Excerpts of bounding box data

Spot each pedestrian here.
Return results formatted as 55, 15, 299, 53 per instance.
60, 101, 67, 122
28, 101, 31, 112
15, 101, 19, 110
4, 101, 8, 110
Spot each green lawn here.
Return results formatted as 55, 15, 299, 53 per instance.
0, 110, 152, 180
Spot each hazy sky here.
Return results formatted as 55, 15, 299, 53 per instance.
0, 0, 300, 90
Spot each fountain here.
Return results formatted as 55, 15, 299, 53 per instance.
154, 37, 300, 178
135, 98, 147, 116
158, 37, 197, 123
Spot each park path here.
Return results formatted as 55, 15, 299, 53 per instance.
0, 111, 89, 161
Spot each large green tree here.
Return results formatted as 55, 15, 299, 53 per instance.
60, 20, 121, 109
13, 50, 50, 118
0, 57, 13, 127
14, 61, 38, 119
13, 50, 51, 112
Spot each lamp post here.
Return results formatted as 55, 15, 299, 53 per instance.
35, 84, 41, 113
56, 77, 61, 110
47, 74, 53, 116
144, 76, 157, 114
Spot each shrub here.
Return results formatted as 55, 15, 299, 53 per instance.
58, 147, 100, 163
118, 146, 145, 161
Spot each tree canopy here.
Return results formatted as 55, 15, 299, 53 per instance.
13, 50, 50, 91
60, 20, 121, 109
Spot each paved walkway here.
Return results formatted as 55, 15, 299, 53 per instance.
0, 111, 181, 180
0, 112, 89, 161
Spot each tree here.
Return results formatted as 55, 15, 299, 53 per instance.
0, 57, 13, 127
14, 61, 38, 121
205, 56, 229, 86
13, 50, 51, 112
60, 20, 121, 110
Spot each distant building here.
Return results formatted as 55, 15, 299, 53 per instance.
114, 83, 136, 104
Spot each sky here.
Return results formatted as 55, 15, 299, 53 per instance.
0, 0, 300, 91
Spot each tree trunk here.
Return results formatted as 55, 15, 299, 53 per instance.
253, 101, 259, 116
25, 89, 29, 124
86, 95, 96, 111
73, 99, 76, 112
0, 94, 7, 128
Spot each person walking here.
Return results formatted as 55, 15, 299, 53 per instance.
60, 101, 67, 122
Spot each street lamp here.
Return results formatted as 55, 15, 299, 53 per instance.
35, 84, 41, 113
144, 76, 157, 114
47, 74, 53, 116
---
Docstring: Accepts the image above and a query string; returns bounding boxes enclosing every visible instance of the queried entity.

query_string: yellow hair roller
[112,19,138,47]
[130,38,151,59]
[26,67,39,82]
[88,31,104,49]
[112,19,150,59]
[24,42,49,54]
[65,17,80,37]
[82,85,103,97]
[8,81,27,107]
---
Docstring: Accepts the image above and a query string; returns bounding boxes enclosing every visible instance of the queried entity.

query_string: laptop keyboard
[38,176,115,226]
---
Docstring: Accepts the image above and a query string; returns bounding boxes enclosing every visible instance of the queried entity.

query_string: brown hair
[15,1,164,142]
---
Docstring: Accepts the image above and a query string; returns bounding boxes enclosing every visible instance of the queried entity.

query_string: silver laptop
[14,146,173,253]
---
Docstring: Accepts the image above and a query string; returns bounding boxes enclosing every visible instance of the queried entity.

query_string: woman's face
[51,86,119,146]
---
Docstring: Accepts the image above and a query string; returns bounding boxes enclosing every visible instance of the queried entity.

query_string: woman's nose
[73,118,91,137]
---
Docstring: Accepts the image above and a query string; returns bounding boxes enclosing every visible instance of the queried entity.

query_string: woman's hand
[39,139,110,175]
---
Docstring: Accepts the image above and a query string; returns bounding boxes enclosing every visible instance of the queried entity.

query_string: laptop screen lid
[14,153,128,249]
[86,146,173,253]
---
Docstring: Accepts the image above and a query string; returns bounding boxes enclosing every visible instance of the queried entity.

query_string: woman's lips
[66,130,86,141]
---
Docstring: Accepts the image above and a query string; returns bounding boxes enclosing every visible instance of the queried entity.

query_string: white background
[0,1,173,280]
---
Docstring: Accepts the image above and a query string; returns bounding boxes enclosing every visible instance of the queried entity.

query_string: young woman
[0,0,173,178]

● **TASK STATEMENT**: Convert all of the data above into a JSON list of strings, one string per line, skipping any blank lines.

● **WRITTEN ANSWER**:
[
  "Spot each pedestrian here.",
  "Return results formatted as 55, 15, 299, 53 per instance.",
  "60, 101, 67, 122",
  "28, 101, 31, 112",
  "15, 101, 19, 110",
  "4, 101, 8, 110",
  "Spot each green lawn here.",
  "Return results formatted as 55, 15, 299, 53 per instance.",
  "0, 110, 152, 180",
  "Spot each hazy sky here.",
  "Return results formatted as 55, 15, 299, 53 per instance.",
  "0, 0, 300, 90",
  "Spot each fountain here.",
  "Return results formatted as 55, 15, 299, 53 per instance.",
  "154, 37, 300, 178",
  "135, 98, 147, 116",
  "158, 37, 197, 123",
  "Spot each park path here.",
  "Return results formatted as 55, 15, 299, 53 per instance.",
  "0, 111, 89, 161",
  "Spot each large green tree here.",
  "Return results formatted as 55, 15, 299, 53 per instance.",
  "60, 20, 121, 109",
  "13, 50, 50, 118",
  "0, 57, 13, 127",
  "14, 61, 38, 119",
  "13, 50, 51, 112",
  "Spot each lamp post here.",
  "Return results formatted as 55, 15, 299, 53 per instance.",
  "35, 84, 41, 113",
  "56, 77, 61, 110",
  "47, 74, 53, 116",
  "144, 76, 157, 114",
  "Spot each shrub here.",
  "Return results formatted as 55, 15, 299, 53 per instance.",
  "58, 147, 100, 163",
  "118, 146, 145, 161",
  "Spot each tree canopy here.",
  "Return results formatted as 55, 15, 299, 53 per instance.",
  "13, 50, 50, 91",
  "60, 20, 121, 109",
  "Spot each paved walkway here.",
  "Return results formatted as 55, 15, 299, 53 per instance.",
  "0, 111, 181, 180",
  "0, 112, 89, 161",
  "Spot each tree here.",
  "Return results formatted as 55, 15, 299, 53 per instance.",
  "0, 57, 13, 127",
  "14, 61, 38, 121",
  "205, 56, 229, 86",
  "13, 50, 51, 112",
  "60, 20, 121, 110",
  "Spot each distant building here.",
  "Return results formatted as 55, 15, 299, 53 per instance.",
  "114, 83, 136, 104",
  "Spot each sky here.",
  "Return results formatted as 55, 15, 299, 53 per instance.",
  "0, 0, 300, 91",
  "Spot each tree trunk here.",
  "Return results formatted as 55, 15, 299, 53 per instance.",
  "253, 101, 259, 116",
  "25, 89, 29, 124",
  "86, 95, 96, 111",
  "73, 99, 76, 112",
  "0, 94, 7, 128",
  "Spot each person walking here.",
  "Return results formatted as 55, 15, 299, 53 per instance.",
  "60, 101, 67, 122",
  "Spot each street lamp here.",
  "Return results formatted as 55, 15, 299, 53 per instance.",
  "35, 84, 41, 113",
  "144, 76, 157, 114",
  "47, 74, 53, 116",
  "---",
  "Docstring: Accepts the image above and a query string; returns bounding boxes enclosing every visible instance of the queried entity.",
  "query_string: yellow hair roller",
  "[112,19,138,47]",
  "[130,38,151,59]",
  "[26,67,39,82]",
  "[88,31,104,49]",
  "[112,19,150,59]",
  "[24,42,49,54]",
  "[65,17,80,37]",
  "[82,85,103,97]",
  "[8,81,27,107]",
  "---",
  "Docstring: Accepts the image above and a query string; returns bounding boxes enclosing every visible instance of the queried entity.",
  "query_string: laptop keyboard",
  "[38,176,115,226]",
  "---",
  "Docstring: Accepts the image above and a query string; returns bounding boxes enclosing every visible instance of the queried entity.",
  "query_string: brown hair",
  "[15,1,164,142]",
  "---",
  "Docstring: Accepts the image above and a query string; returns bounding boxes enclosing every visible instance of the queried entity.",
  "query_string: silver laptop",
  "[14,146,173,253]",
  "---",
  "Docstring: Accepts the image above and a query string; returns bounding boxes enclosing every visible instance of the queried entity.",
  "query_string: woman's face",
  "[51,86,119,146]",
  "---",
  "Docstring: Accepts the image above and a query string; returns bounding boxes enclosing every visible instance of the queried entity.",
  "query_string: woman's nose",
  "[73,118,91,137]",
  "---",
  "Docstring: Accepts the image above and a query string; returns bounding boxes enclosing every visible instance of the queried entity.",
  "query_string: woman's hand",
  "[39,139,110,175]",
  "---",
  "Docstring: Accepts the image above and a query string; returns bounding boxes enclosing every visible instance of the queried entity.",
  "query_string: laptop screen lid",
  "[14,153,128,249]",
  "[86,146,173,253]",
  "---",
  "Docstring: Accepts the image above and a query string; returns bounding boxes enclosing every visible instance of the queried entity.",
  "query_string: woman's lips",
  "[66,130,86,141]",
  "---",
  "Docstring: Accepts the image above and a query string; returns bounding boxes enclosing every visible instance of the queried entity.",
  "query_string: white background",
  "[0,1,173,280]",
  "---",
  "Docstring: Accepts the image above and a query string; returns bounding boxes enclosing every visible instance of the queried entity.",
  "query_string: young woman",
  "[0,0,173,178]"
]